**Written request:**
Repeat each line of the material below exactly as it appears, minus any pictures.

**Record excerpts:**
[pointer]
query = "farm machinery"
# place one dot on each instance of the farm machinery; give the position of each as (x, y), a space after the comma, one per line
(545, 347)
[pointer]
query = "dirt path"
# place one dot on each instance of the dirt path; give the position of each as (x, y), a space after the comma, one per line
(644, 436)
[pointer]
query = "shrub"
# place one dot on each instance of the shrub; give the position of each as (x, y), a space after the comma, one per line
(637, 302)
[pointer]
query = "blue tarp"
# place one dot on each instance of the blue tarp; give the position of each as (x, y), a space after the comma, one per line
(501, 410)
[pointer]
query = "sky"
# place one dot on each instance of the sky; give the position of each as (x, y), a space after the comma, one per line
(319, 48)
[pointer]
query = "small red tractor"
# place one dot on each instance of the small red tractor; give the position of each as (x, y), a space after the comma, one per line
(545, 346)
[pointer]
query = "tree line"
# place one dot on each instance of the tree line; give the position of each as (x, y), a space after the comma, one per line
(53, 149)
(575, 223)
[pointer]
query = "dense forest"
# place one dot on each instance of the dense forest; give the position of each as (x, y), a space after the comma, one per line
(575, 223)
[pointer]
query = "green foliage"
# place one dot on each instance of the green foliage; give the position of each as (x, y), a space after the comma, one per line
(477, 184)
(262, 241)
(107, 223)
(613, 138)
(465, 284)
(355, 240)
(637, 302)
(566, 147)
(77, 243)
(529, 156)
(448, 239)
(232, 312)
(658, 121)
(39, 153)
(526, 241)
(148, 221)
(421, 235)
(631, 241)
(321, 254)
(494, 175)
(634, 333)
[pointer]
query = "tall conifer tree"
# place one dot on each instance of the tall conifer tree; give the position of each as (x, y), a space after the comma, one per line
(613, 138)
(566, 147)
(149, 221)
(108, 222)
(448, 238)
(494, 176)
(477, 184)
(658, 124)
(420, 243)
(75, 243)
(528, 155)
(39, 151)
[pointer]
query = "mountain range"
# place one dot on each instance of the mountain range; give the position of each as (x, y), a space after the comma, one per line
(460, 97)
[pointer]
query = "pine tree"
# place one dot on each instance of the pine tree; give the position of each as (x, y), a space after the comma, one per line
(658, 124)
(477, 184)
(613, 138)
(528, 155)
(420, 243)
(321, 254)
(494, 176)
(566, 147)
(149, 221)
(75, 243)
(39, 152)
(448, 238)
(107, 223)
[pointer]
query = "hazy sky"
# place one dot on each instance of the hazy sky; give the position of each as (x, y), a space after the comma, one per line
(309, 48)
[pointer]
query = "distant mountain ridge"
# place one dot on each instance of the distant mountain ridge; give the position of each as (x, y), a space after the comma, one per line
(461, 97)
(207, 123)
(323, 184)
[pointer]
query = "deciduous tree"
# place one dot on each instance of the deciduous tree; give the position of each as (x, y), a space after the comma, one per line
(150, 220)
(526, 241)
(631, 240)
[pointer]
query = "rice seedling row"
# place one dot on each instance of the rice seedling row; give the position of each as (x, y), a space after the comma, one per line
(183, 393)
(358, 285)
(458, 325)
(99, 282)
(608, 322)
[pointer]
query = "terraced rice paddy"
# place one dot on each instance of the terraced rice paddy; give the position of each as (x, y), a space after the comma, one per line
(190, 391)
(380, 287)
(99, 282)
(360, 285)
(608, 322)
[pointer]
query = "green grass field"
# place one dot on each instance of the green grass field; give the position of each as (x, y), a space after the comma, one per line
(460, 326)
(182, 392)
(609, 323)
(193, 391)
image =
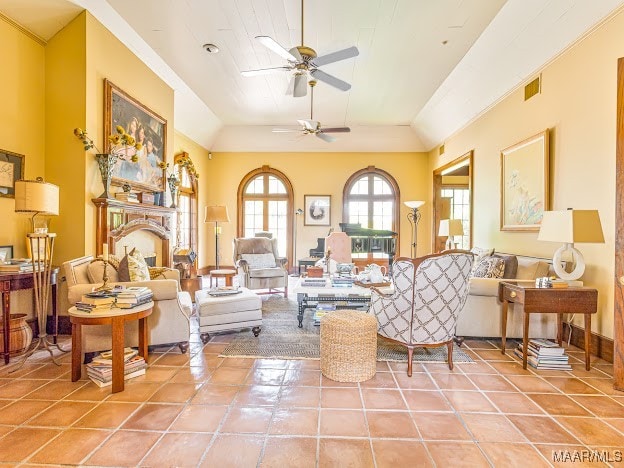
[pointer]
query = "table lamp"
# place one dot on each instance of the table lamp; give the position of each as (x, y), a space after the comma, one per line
(413, 217)
(450, 228)
(570, 227)
(216, 214)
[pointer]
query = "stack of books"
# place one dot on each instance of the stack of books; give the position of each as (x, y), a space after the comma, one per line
(96, 300)
(322, 309)
(544, 354)
(100, 369)
(133, 296)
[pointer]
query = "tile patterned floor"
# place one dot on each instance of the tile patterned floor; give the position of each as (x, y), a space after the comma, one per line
(202, 410)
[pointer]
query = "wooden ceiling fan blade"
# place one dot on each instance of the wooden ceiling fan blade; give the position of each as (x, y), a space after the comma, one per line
(336, 56)
(273, 46)
(330, 80)
(264, 71)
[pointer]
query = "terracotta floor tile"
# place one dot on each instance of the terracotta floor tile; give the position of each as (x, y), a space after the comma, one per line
(63, 413)
(539, 429)
(492, 428)
(107, 415)
(23, 441)
(383, 398)
(71, 447)
(21, 411)
(282, 452)
(180, 449)
(561, 405)
(395, 453)
(233, 451)
(175, 393)
(245, 420)
(302, 397)
(469, 401)
(345, 452)
(153, 417)
(418, 400)
(210, 394)
(506, 454)
(391, 424)
(456, 454)
(258, 395)
(124, 448)
(514, 403)
(440, 426)
(341, 398)
(343, 423)
(593, 431)
(295, 421)
(199, 418)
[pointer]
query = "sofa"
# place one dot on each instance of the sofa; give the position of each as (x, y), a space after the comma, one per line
(168, 324)
(481, 316)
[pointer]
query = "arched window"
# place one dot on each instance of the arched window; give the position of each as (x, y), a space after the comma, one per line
(265, 199)
(371, 198)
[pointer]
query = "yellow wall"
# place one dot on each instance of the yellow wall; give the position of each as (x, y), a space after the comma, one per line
(578, 104)
(316, 174)
(22, 124)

**Result below:**
[pointer]
query = "farm machinery"
# place one dot on each instance of the farm machinery; give the position of each as (x, y), a space after the comma, one per line
(545, 347)
[pointer]
query = "dirt path"
# place one dot on each instance of the dirt path; give the position of each as (x, y), a space after the comma, one per line
(644, 436)
[pointer]
query = "shrub"
# place one dot on each instance of the shrub; give the position of each as (x, y), a space after the comma, one per line
(637, 302)
[pointer]
query = "blue tarp"
# place one dot on each instance of the blue tarp; give the position of each as (x, y), a space after the comma, one per line
(501, 410)
[pointer]
query = "sky"
# place one dot on each instance of the sky; give the position of each as (x, y), a space after the comma, one per line
(319, 48)
[pointer]
query = "small red tractor"
# place one dot on each instance of the small red tractor; give the position of each as (x, y), a space after the comma, one per line
(545, 346)
[pointer]
query = "tree line"
# place one dot on each instance of the tree line; give the position of each as (x, y), a space after the comma, one per line
(53, 149)
(575, 223)
[pointer]
query = "dense forest"
# place one dot on each instance of the dense forest; give the position of each as (x, y), a space after the comma, one per line
(575, 223)
[pointer]
query = "green foliage"
# place one dot on each instance of the green foliage; give the position of each as (x, y), a space after the comma, one per line
(477, 184)
(262, 241)
(107, 223)
(613, 138)
(465, 284)
(355, 240)
(637, 302)
(566, 147)
(77, 243)
(529, 156)
(448, 239)
(232, 312)
(658, 121)
(39, 153)
(526, 241)
(148, 221)
(421, 235)
(631, 241)
(321, 254)
(494, 175)
(634, 333)
[pointer]
query = "tall conifer tree"
# place one dot on each instance of the tall conifer tree; give the position of each as (x, y), a space after the comma, one per line
(613, 138)
(566, 147)
(149, 221)
(108, 222)
(448, 238)
(494, 176)
(477, 184)
(658, 124)
(420, 243)
(75, 243)
(528, 155)
(39, 151)
[pointer]
query = "mountain range"
# place one dot on each instance of the mountain range; give the position of each as (x, y), a space after the comma, one per line
(460, 97)
[pointer]
query = "pine tree"
# place one dot on each instance of the pine tree; give the position of each as (x, y), a space after the comma, one per line
(658, 124)
(477, 184)
(613, 138)
(528, 155)
(420, 243)
(321, 254)
(494, 176)
(566, 147)
(149, 221)
(75, 243)
(39, 152)
(448, 238)
(107, 223)
[pointer]
query = "hazy sky"
# place one dot on each instance of the hazy sky; give the position of each as (x, y), a space after the comma, one per line
(309, 48)
[pointer]
query = "distant mountain ridge"
# place one dot on each instance of the distant mountain ridge; give the position of each as (x, y), a space after the comma, one per line
(461, 97)
(207, 123)
(323, 184)
[pointer]
query = "deciduous tree"
# place one dot on each instance of the deciduous tree; give the position of each as (x, y), a space after the comma, one per line
(150, 220)
(526, 241)
(631, 240)
[pointer]
query = "rice seedling row"
# place one dot on each instance of the rice seedling row; give the position of each as (x, y), a space after the comma, one per line
(183, 393)
(358, 285)
(458, 325)
(99, 282)
(608, 322)
[pointer]
query = "terraced rice paddy"
# place one dot on each instance of the terraced rice paddy; give the position of each as (x, y), a space after the comma, one per line
(190, 391)
(380, 287)
(99, 282)
(360, 285)
(608, 322)
[pointer]
query = "green grass field"
# place one dot on each instance of the green grass field; give the position of each as (x, y), a space after the comma, one per line
(460, 326)
(182, 392)
(609, 323)
(193, 391)
image =
[pointer]
query = "table lamp"
# place one dot on each instance of the table lamp; give the position of each as (x, y), a space after the comma, one per line
(413, 217)
(450, 228)
(570, 227)
(216, 214)
[pointer]
query = "stack of books"
# place one dot on each instance of the stack of books; give the position of each as (x, y), a space after the comma, one per line
(96, 300)
(322, 309)
(544, 354)
(100, 369)
(133, 296)
[pointer]
query = "tile patterned floor"
# place one dot on each instance of the tile patterned floor; give the position of each as (x, y), a space after the comma, one per line
(202, 410)
[pointer]
query = "wooden ceiling fan blade"
# place one dot on each instance of the wooden ceiling fan blade; give the position of each as (x, y), a space after the comma, one per line
(336, 56)
(273, 46)
(330, 80)
(264, 71)
[pointer]
query = "terracotta floor tile"
# place one dot on each instance of the terracotta floor tile; give the position of each as (x, y), a space after the comma, one per line
(63, 413)
(539, 429)
(492, 428)
(107, 415)
(23, 441)
(383, 398)
(71, 447)
(21, 411)
(282, 452)
(180, 449)
(561, 405)
(395, 453)
(233, 451)
(175, 393)
(245, 420)
(302, 397)
(469, 401)
(345, 452)
(153, 417)
(418, 400)
(210, 394)
(506, 454)
(391, 424)
(456, 454)
(258, 395)
(124, 448)
(514, 403)
(440, 426)
(341, 398)
(343, 423)
(593, 431)
(295, 421)
(199, 418)
[pointer]
query = "sofa"
# place one dot on each instance of the sofa; give the position of each as (x, y), a space after the comma, one per line
(168, 324)
(481, 316)
[pointer]
query = "arched window"
# place one dot on each instance of the arched window; give the position of each as (x, y), a space after the comma, one per line
(265, 199)
(371, 198)
[pointer]
query = "yellow wall"
# place one dot on each instance of the yellow wall; give the position of each as (x, y), a space after the comma, one per line
(578, 104)
(316, 174)
(22, 124)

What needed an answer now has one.